Por tanto, guste o no, la falta de transparencia es algo inherente al actual sistema de nombramientos. Y esto es algo que no solo ha pasado en los pontificados de Juan Pablo II o de Benedicto XVI, sino que también es constatable en el de Francisco; cierto que con más dificultades que en pontificados anteriores al no contar, como sus predecesores, con una Curia que cierre filas en torno a él. Por eso, sus nombramientos son, unas veces, de cal y otras, de arena o, incluso, de cal y arena el mismo día, según cuál haya sido el grupo de presión interviniente en la gestación y nombramiento. Pero, por eso, no ha de extrañar que se presten a innumerables especulaciones, cierto que no todas de igual consistencia.
Así, por ejemplo, en los de mons. Iceta y mons. Munilla creo que ha intervenido un grupo muy cercano al actual Papa y muy lejano al cardenal Rouco; quien, a pesar de llevar tiempo jubilado, todavía se hace oír en determinados departamentos de la curia vaticana, comenzando por el que preside el cardenal Ouellet, encargado de proponer los nombramientos de obispos. Concretamente, este núcleo más cercano al actual Papa le ha transmitido que, tanto el obispo de S. Sebastián como el anterior de Bilbao, eran impedimento para activar el proceso de renovación eclesial que necesitan estas diócesis a las que, en algunos sitios se las sigue denominando todavía la “Holanda del Norte”. Que eran obispos con un perfil propio de otros tiempos eclesiales (los del papa Wojtyla) y que había que apartarlos de primera línea y llevarlos a otros destinos menos conflictivos porque peligraba la existencia misma de estas iglesias. Entiendo que, finalmente, ha calado la crítica valoración de sus respectivas —y no siempre fáciles— gestiones. Es la que explica su limitado “ascenso” en el escalafón: uno, al arzobispado de Burgos (que no, al de Sevilla) y otro, a una diócesis (la de Orihuela-Alicante) numéricamente más relevante que la de S. Sebastián (pero no, al arzobispado de Pamplona).

■ Datos registrados
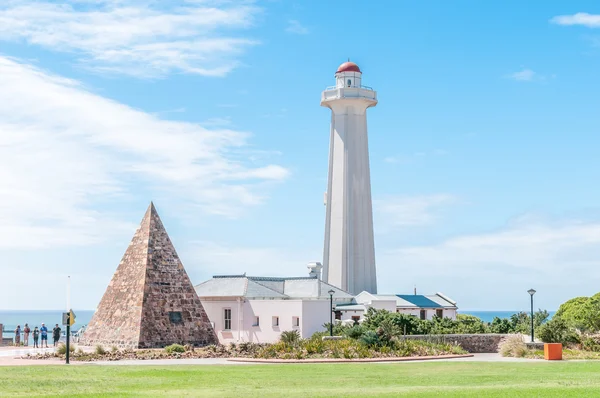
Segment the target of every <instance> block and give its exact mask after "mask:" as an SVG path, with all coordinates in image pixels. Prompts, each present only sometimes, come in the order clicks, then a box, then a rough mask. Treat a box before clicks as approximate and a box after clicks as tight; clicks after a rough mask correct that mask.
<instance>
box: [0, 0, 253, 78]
mask: <svg viewBox="0 0 600 398" xmlns="http://www.w3.org/2000/svg"><path fill="white" fill-rule="evenodd" d="M165 4H170V5H165ZM257 13H259V9H258V8H257V7H255V6H253V5H252V4H250V3H248V2H241V3H235V4H234V5H230V3H223V2H216V3H214V4H211V3H210V2H190V1H187V2H183V3H181V2H179V4H174V2H173V3H171V2H169V3H162V2H161V3H158V2H147V1H136V0H122V1H113V0H95V1H91V2H82V1H79V0H69V1H66V2H63V3H62V4H56V3H55V2H54V1H50V0H39V1H34V0H22V1H8V2H4V3H3V5H0V40H4V41H25V42H27V43H29V44H32V45H37V46H41V47H45V48H47V49H50V50H53V51H60V52H67V53H73V54H75V55H76V56H77V57H78V59H79V62H80V63H81V65H83V66H85V67H86V68H90V69H93V70H96V71H100V72H110V73H122V74H128V75H132V76H136V77H159V76H162V75H165V74H168V73H170V72H184V73H192V74H200V75H205V76H224V75H226V74H227V73H229V72H230V71H231V70H233V69H234V68H235V67H236V66H238V65H239V61H238V58H239V56H240V55H241V54H242V53H243V52H244V50H245V49H246V48H248V47H249V46H252V45H255V44H257V42H256V41H255V40H252V39H249V38H247V37H246V35H243V34H238V35H234V34H231V33H230V31H234V30H236V29H243V28H248V27H250V26H251V25H252V24H253V22H254V18H255V16H256V14H257Z"/></svg>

■ Objetivo del ejercicio
Indique si cada afirmación coincide con el texto sobre los nombramientos de obispos. Responda sí o no y cite las palabras del texto que lo deciden.
(a) La falta de transparencia en los nombramientos se dio solo en los pontificados de Juan Pablo II y Benedicto XVI.
(b) El cardenal Ouellet preside el departamento encargado de proponer los nombramientos de obispos.
(c) Uno de los dos obispos fue destinado al arzobispado de Sevilla.

■ Solución
(a) No: "no solo ha pasado en los pontificados de Juan Pablo II o de Benedicto XVI, sino que también es constatable en el de Francisco".
(b) Sí: "el que preside el cardenal Ouellet, encargado de proponer los nombramientos de obispos".
(c) No: "uno, al arzobispado de Burgos (que no, al de Sevilla)".